Budgeting – Plan for 3 Act for 1

We have seen the best and worst of budgeting for condo operations.

One way, what is probably the simplest way, is also probably not in the association’s best interest. That is to take last year’s numbers and multiply by 1.XX, where XX stands in for whatever rate of increase the board believes it can realistically get away with. Sometimes, this is hard-coded into the Bylaws; where the budgeting section might say something to the effect that any increase less than 10% does not require a vote of the members. So, to be safe, the board approves a budget increase of 9.0%. Thus the calculation is CURRENT BUDGET X 1.09.

While this might be easy, it is really more of a cop-out – a way to avoid the hard part of thinking and planning. Whether you like the idea or not, the board’s real purpose is to craft a plan of action for the next year and then hold the association’s agents accountable to that plan. It is great to say that you want an A+ landscaping, but when you only increase the line item for irrigation to 9% and not take into consideration that your piping is aged to the point of substantial repair, then you have not given the situation enough thought.

When CORE prepares our first pass budget, we are thinking 3 years ahead. We first assume that nothing is sacred – that all budgeted items are discretionary and they are not necessary next year. We then look at what the board’s priorities for next year and beyond are and start putting numbers to those plans.

Yes, it is true that some budget items appear non-discretionary, but that is not really true. Even insurance, which shifts the financial burden of certain risks, has a substantial amount of discretion. The coverage limit, the deductible, what your association wants unit owners to insure, are all subject to association policy. Nothing should be left in the budget on the assumption that it is a sacred cow which cannot be evaluated.

As part of our looking forward, we evaluate the reserve study and see what is contemplated. We look for the obvious, what is planned to happen next year and evaluate if there is enough money on hand to address that and still leave money available for the future. If roofs are due and our projection is $1.0 Million and there is only $1,2 Million available, we are concerned about how low reserve funds are heading. This can be especially worrisome when there is another large planned expenditure in 2-3 years.

Beyond that, we look for those ‘every few year’ expenditures that do not show up on the reserve study. Power washing might be one expense item that your association does every 2-3 years. Even though it is not an annual ‘operating’ activity, it does not show up on the reserve study. Since it is done every other year, a way to smooth out the assessment is to break it in half and charge it over 2 years.

Record excerpts.
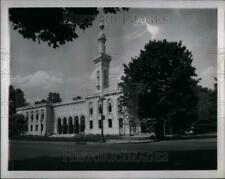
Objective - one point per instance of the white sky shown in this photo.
(38, 69)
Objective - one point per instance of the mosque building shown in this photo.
(83, 115)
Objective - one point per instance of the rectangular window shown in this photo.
(110, 123)
(91, 124)
(99, 124)
(91, 111)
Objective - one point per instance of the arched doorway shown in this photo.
(82, 123)
(59, 126)
(70, 125)
(121, 129)
(64, 126)
(76, 125)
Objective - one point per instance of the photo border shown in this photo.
(5, 78)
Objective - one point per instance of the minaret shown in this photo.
(102, 62)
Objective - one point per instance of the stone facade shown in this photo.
(82, 115)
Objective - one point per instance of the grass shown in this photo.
(177, 160)
(77, 138)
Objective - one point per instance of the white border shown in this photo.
(5, 76)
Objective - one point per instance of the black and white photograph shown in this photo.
(112, 89)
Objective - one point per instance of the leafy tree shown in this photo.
(56, 26)
(16, 99)
(54, 97)
(41, 101)
(166, 80)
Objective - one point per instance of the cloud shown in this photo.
(152, 29)
(40, 79)
(207, 77)
(143, 28)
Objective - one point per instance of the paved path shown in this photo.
(27, 149)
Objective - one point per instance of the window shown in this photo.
(37, 116)
(90, 124)
(109, 106)
(27, 116)
(32, 115)
(121, 123)
(119, 103)
(110, 123)
(100, 108)
(99, 124)
(105, 78)
(42, 114)
(98, 80)
(91, 108)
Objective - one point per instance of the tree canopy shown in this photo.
(166, 80)
(16, 99)
(56, 26)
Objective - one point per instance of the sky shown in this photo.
(39, 69)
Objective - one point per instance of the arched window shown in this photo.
(27, 116)
(59, 126)
(82, 123)
(91, 108)
(42, 114)
(37, 115)
(119, 105)
(64, 126)
(70, 125)
(110, 123)
(76, 125)
(105, 78)
(121, 122)
(100, 108)
(109, 105)
(98, 79)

Given exercise A.
In two sentences, what does the condo budgeting text above say?
Given exercise B.
Answer these questions from the condo budgeting text above:
(i) When Bylaws say an increase under 10% needs no member vote, what budget increase does the board approve to be safe?
(ii) How many years ahead is CORE thinking when it prepares its first pass budget?
(iii) How often might an association do power washing?

Worked answer A.
The simplest budgeting method multiplies last year's numbers by a set rate, such as 9% to stay under a Bylaws vote threshold, but it is a cop-out that avoids the thinking and planning that are the board's real purpose. CORE instead builds its first pass budget 3 years ahead, treating every item, even insurance, as discretionary, and reviews the reserve study and 'every few year' expenses such as power washing, which can be split over 2 years.

Worked answer B.
(i) 9.0%
(ii) 3 years
(iii) Every 2-3 years